From 569c76c8ba51ff25a90ebd7b1ec85206f4b0184d Mon Sep 17 00:00:00 2001
From: Ken Cooke <ken@highfidelity.io>
Date: Sat, 20 Jul 2019 13:05:11 -0700
Subject: [PATCH] Baseline AEC using WebRTC, always enabled. Audio streams are
 hooked as close as possible to device input/output, re-buffering as needed.

---
 libraries/audio-client/src/AudioClient.cpp | 156 +++++++++++++++++++--
 libraries/audio-client/src/AudioClient.h   |  12 +-
 2 files changed, 150 insertions(+), 18 deletions(-)
diff --git a/libraries/audio-client/src/AudioClient.cpp b/libraries/audio-client/src/AudioClient.cpp
index 9bf7a24c56..b95dd96d06 100644
--- a/libraries/audio-client/src/AudioClient.cpp
+++ b/libraries/audio-client/src/AudioClient.cpp
@@ -303,12 +303,6 @@ AudioClient::AudioClient() :
 #endif
     _orientationGetter(DEFAULT_ORIENTATION_GETTER) {
 
-#if defined(WEBRTC_ENABLED)
-    qDebug() << "QQQQ calling AudioProcessingBuilder";
-    _apm = webrtc::AudioProcessingBuilder().Create();
-    qDebug() << "QQQQ done calling AudioProcessingBuilder";
-#endif
-
     // avoid putting a lock in the device callback
     assert(_localSamplesAvailable.is_lock_free());
 
@@ -360,6 +354,10 @@ AudioClient::AudioClient() :
 
     configureReverb();
 
+#if defined(WEBRTC_ENABLED)
+    configureWebrtc();
+#endif
+
     auto nodeList = DependencyManager::get<NodeList>();
     auto& packetReceiver = nodeList->getPacketReceiver();
     packetReceiver.registerListener(PacketType::AudioStreamStats, &_stats, "processStreamStatsPacket");
@@ -1091,6 +1089,137 @@ void AudioClient::setReverbOptions(const AudioEffectOptions* options) {
     }
 }
 
+#if defined(WEBRTC_ENABLED)

■ ■ ■ ■

EXERCISES TO COMPLETE:
A) Check each statement against the patch and answer yes or no, quoting the words of the patch that decide it. (i) The patch changes two files. (ii) The patch is dated in August 2019. (iii) The subject describes the AEC as optional.
B) Write out the stretch of the patch from "diff --git a/libraries/audio-client/src/AudioClient.cpp" through "-#if defined(WEBRTC_ENABLED)", with no changes.
C) Using the patch, answer these questions. (i) What email address appears in the From field? (ii) How many insertions does the patch report? (iii) What call does the patch add right after configureReverb(), inside the WEBRTC_ENABLED block?

AVAILABLE DATA:
■ ■ ■ ■

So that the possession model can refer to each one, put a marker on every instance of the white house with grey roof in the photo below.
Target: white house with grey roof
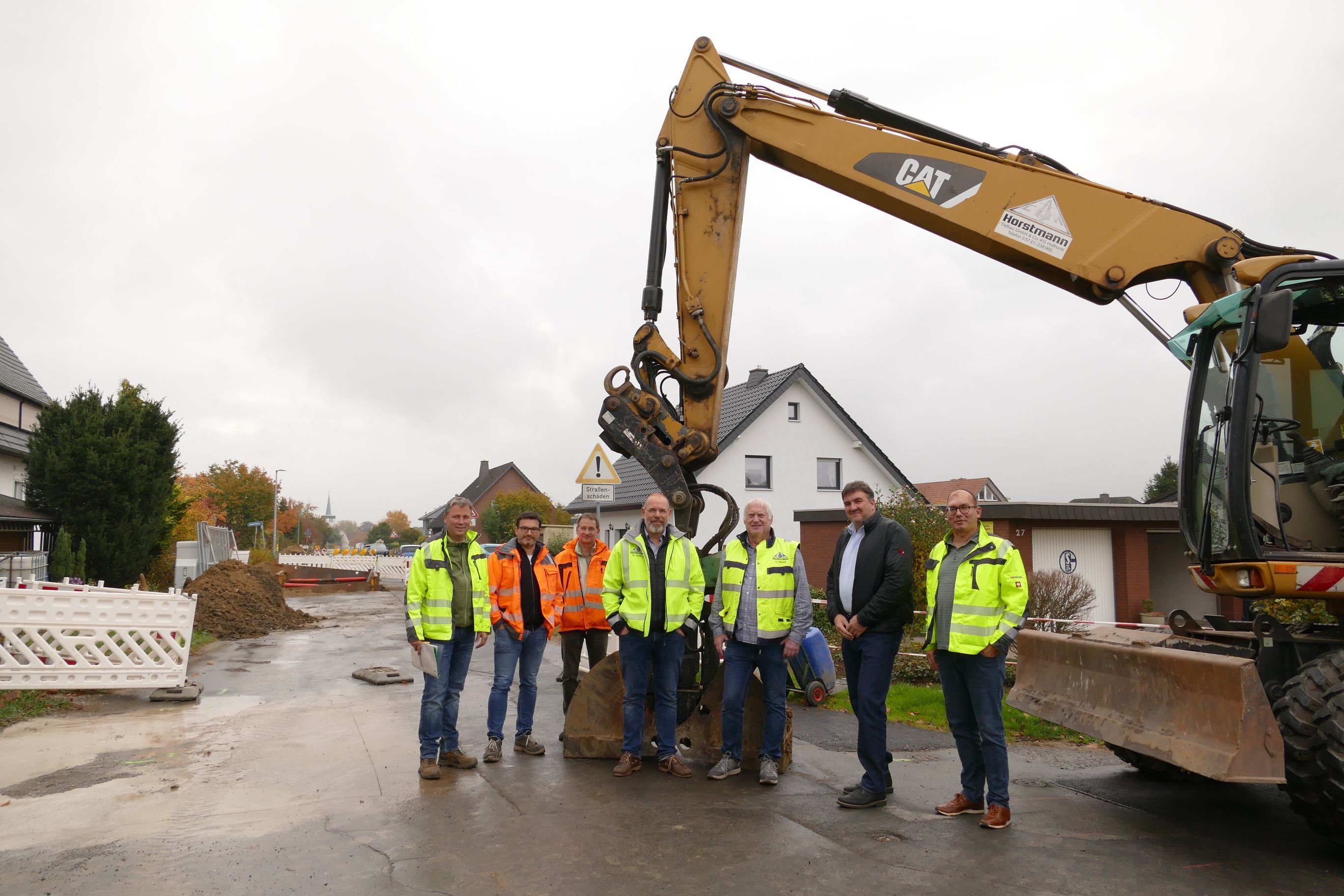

■ ■ ■ ■

RESULTS IN ORDER:
A) (i) Yes: "2 files changed". (ii) No: "Date: Sat, 20 Jul 2019 13:05:11 -0700". (iii) No: "always enabled".

B)
diff --git a/libraries/audio-client/src/AudioClient.cpp b/libraries/audio-client/src/AudioClient.cpp
index 9bf7a24c56..b95dd96d06 100644
--- a/libraries/audio-client/src/AudioClient.cpp
+++ b/libraries/audio-client/src/AudioClient.cpp
@@ -303,12 +303,6 @@ AudioClient::AudioClient() :
 #endif
     _orientationGetter(DEFAULT_ORIENTATION_GETTER) {
 
-#if defined(WEBRTC_ENABLED)

C)
(i) ken@highfidelity.io
(ii) 150
(iii) configureWebrtc();